SET TASK:
Keep only the lines in the records below that contain the word "hair", matching case exactly, and copy each of those lines in full.

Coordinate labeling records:

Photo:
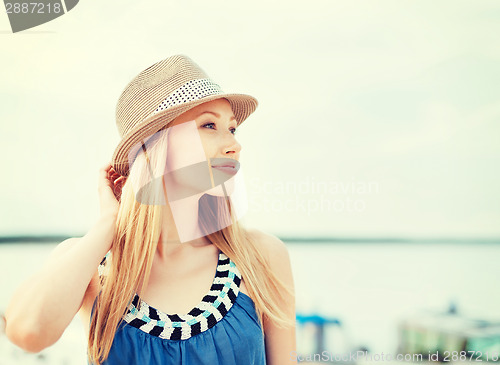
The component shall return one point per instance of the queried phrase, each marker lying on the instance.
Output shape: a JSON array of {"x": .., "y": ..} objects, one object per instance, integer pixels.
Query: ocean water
[{"x": 369, "y": 287}]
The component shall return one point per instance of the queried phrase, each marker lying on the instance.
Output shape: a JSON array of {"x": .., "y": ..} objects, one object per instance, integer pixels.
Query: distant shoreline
[{"x": 296, "y": 239}]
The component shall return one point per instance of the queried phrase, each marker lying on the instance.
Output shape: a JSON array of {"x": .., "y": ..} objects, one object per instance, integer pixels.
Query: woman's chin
[{"x": 222, "y": 192}]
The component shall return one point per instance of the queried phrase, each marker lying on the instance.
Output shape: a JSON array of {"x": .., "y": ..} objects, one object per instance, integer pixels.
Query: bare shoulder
[{"x": 62, "y": 248}]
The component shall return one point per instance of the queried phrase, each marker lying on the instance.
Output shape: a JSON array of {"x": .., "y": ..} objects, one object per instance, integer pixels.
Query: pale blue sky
[{"x": 404, "y": 95}]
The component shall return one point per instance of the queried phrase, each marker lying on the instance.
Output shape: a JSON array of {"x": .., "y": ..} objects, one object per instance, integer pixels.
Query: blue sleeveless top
[{"x": 223, "y": 329}]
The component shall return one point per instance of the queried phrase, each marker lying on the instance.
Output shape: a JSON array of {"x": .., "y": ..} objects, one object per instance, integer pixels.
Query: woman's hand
[{"x": 110, "y": 188}]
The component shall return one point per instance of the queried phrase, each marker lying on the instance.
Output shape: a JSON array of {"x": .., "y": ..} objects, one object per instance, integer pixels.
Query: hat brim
[{"x": 242, "y": 105}]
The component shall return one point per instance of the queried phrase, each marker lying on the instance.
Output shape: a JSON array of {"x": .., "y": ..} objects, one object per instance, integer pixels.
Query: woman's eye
[{"x": 209, "y": 125}]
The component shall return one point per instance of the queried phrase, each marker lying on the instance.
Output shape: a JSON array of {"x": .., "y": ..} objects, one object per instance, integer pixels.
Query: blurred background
[{"x": 374, "y": 155}]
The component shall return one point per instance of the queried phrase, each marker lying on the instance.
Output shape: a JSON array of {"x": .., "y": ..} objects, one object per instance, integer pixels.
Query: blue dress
[{"x": 223, "y": 329}]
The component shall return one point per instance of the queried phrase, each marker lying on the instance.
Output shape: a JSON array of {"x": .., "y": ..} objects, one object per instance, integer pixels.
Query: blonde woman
[{"x": 167, "y": 275}]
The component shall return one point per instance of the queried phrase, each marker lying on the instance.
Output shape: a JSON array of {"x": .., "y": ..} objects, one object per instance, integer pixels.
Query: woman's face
[{"x": 203, "y": 152}]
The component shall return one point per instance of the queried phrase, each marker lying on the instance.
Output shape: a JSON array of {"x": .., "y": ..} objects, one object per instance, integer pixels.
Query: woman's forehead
[{"x": 218, "y": 106}]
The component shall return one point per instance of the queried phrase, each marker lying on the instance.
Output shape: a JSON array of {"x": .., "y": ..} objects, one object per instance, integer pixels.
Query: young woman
[{"x": 167, "y": 275}]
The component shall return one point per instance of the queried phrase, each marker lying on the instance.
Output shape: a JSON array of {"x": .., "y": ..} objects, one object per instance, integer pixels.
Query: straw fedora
[{"x": 160, "y": 93}]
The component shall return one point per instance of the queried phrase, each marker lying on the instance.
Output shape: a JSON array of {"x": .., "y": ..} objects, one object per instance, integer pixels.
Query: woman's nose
[{"x": 231, "y": 146}]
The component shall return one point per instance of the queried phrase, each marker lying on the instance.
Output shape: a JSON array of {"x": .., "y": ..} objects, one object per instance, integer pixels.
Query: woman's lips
[{"x": 227, "y": 169}]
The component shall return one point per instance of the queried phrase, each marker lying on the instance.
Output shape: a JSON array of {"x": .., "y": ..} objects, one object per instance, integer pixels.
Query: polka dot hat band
[{"x": 159, "y": 94}]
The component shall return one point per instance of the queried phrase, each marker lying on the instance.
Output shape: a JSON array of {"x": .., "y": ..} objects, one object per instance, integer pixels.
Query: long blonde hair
[{"x": 137, "y": 233}]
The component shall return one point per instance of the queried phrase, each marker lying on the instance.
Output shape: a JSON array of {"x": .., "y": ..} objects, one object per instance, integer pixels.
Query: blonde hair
[{"x": 137, "y": 233}]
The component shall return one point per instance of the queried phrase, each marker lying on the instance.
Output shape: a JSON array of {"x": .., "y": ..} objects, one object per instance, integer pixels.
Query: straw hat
[{"x": 159, "y": 94}]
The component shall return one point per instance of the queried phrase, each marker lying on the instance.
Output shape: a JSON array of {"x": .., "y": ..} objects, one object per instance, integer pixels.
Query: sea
[{"x": 361, "y": 290}]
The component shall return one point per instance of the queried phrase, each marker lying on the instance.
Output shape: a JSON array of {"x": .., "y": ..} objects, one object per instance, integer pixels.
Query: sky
[{"x": 375, "y": 118}]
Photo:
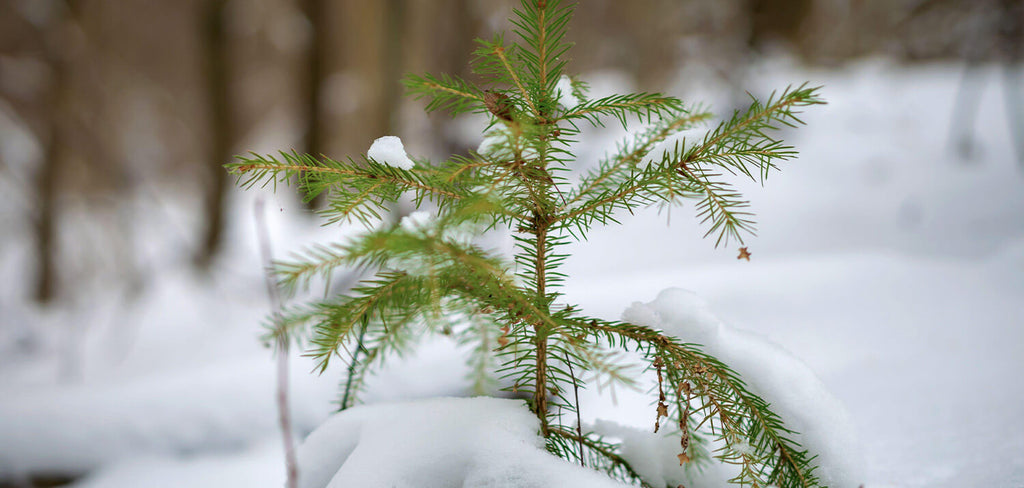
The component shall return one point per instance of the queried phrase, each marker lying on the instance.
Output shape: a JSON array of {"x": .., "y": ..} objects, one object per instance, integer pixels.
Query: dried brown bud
[{"x": 498, "y": 103}]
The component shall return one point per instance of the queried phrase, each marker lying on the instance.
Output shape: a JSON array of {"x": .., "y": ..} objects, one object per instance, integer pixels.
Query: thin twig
[
  {"x": 576, "y": 393},
  {"x": 282, "y": 347},
  {"x": 351, "y": 365}
]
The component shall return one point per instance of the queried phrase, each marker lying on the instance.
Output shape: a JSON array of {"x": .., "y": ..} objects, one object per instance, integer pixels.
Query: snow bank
[
  {"x": 784, "y": 382},
  {"x": 437, "y": 443},
  {"x": 389, "y": 150}
]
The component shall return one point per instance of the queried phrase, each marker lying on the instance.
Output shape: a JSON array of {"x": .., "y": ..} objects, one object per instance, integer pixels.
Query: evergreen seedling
[{"x": 430, "y": 277}]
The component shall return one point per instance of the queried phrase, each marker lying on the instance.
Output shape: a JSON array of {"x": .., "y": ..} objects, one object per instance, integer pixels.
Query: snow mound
[
  {"x": 437, "y": 443},
  {"x": 389, "y": 150},
  {"x": 783, "y": 381}
]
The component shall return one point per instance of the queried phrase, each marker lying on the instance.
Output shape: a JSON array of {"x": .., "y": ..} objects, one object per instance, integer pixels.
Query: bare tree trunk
[
  {"x": 217, "y": 73},
  {"x": 55, "y": 153},
  {"x": 314, "y": 11}
]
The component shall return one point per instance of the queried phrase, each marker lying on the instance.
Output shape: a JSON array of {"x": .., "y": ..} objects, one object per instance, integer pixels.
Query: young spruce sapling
[{"x": 430, "y": 277}]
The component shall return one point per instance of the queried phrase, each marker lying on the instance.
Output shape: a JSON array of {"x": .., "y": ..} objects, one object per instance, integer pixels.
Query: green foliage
[{"x": 431, "y": 278}]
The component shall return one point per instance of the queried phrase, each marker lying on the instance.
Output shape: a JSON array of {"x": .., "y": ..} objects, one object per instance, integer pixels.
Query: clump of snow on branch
[
  {"x": 770, "y": 371},
  {"x": 389, "y": 150},
  {"x": 437, "y": 443},
  {"x": 564, "y": 92}
]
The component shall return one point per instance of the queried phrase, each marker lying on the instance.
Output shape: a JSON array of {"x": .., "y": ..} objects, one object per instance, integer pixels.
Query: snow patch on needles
[
  {"x": 770, "y": 371},
  {"x": 437, "y": 443},
  {"x": 563, "y": 90},
  {"x": 418, "y": 222},
  {"x": 389, "y": 150}
]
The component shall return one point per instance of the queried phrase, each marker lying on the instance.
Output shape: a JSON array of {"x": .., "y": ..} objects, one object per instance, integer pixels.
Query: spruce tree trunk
[{"x": 217, "y": 74}]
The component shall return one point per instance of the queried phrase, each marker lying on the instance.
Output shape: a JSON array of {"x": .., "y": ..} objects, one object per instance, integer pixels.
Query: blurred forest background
[{"x": 108, "y": 104}]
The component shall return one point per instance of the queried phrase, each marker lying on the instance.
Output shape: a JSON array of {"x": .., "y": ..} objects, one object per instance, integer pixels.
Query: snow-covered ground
[{"x": 891, "y": 267}]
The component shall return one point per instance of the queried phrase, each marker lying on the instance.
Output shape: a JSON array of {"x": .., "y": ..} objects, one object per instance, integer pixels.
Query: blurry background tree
[{"x": 114, "y": 112}]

ANSWER FOR THE TASK:
Query: long blonde hair
Query: blonde hair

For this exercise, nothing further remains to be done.